## What to produce
Reproduce the passage of the repository analysis engine ADR that opens with the words containing "DocuMCP needs to" and closes with "comprehensive project profiles.".

## Reading passage
****
Skip to main content

ADR-002: Multi-Layered Repository Analysis Engine Design


id: 002-repository-analysis-engine title: 'ADR-002: Repository Analysis Engine Design' sidebar_label: 'ADR-2: Repository Analysis Engine Design' sidebar_position: 2

Status

Accepted

Context

DocuMCP needs to understand repository characteristics to make intelligent recommendations about static site generators and documentation structure. The analysis must go beyond simple file counting to provide deep insights into project complexity, language ecosystems, existing documentation patterns, and development practices.

Key requirements:

  • Comprehensive project characterization
  • Language ecosystem detection
  • Documentation quality assessment
  • Project complexity evaluation
  • Performance optimization for large repositories
  • Extensible architecture for new analysis types

Decision

We will implement a multi-layered repository analysis engine that examines repositories from multiple perspectives to build comprehensive project profiles.
****
## Records
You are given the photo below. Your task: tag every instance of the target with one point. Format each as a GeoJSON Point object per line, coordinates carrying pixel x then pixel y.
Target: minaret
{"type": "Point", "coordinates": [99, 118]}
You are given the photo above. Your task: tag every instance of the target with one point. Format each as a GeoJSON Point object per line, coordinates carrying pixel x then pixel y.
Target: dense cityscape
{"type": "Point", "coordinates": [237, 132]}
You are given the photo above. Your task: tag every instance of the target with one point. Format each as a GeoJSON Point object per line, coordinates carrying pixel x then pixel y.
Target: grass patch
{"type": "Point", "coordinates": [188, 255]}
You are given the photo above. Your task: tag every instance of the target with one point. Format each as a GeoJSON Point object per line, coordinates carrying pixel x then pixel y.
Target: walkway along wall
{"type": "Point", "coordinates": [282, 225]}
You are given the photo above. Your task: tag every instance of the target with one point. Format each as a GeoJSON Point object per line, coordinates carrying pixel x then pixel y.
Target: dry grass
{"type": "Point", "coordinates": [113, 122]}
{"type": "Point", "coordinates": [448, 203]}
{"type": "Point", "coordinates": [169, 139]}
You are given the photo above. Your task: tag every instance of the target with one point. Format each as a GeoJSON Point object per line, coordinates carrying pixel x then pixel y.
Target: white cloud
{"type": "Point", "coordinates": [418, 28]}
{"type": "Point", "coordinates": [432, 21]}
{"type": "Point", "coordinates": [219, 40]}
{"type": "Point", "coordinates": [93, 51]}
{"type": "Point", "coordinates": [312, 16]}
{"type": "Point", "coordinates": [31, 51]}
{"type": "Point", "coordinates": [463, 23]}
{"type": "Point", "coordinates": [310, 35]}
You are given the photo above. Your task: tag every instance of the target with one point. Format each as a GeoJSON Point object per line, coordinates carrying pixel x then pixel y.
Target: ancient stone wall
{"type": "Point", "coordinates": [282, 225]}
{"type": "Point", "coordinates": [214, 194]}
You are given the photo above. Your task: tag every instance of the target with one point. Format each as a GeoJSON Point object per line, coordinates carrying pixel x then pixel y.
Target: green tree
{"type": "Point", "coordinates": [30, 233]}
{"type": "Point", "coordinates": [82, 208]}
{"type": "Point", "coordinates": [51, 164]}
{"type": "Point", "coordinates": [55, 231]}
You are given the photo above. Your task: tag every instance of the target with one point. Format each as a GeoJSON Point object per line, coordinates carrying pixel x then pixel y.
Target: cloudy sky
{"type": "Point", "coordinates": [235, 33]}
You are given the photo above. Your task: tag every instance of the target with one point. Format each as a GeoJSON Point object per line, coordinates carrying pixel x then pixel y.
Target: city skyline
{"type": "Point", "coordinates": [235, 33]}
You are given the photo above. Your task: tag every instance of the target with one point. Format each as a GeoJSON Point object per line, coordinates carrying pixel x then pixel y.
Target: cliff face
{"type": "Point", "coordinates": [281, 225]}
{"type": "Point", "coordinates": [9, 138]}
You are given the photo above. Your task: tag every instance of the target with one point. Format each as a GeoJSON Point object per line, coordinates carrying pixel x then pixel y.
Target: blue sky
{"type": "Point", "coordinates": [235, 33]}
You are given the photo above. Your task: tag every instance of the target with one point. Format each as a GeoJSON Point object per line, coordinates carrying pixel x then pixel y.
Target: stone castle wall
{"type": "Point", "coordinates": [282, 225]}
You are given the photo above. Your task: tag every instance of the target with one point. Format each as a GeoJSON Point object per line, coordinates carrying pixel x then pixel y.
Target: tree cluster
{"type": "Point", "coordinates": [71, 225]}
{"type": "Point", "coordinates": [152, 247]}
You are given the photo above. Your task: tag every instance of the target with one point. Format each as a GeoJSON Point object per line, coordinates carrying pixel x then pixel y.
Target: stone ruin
****
## Answer for this exercise
DocuMCP needs to understand repository characteristics to make intelligent recommendations about static site generators and documentation structure. The analysis must go beyond simple file counting to provide deep insights into project complexity, language ecosystems, existing documentation patterns, and development practices.

Key requirements:

  • Comprehensive project characterization
  • Language ecosystem detection
  • Documentation quality assessment
  • Project complexity evaluation
  • Performance optimization for large repositories
  • Extensible architecture for new analysis types

Decision

We will implement a multi-layered repository analysis engine that examines repositories from multiple perspectives to build comprehensive project profiles.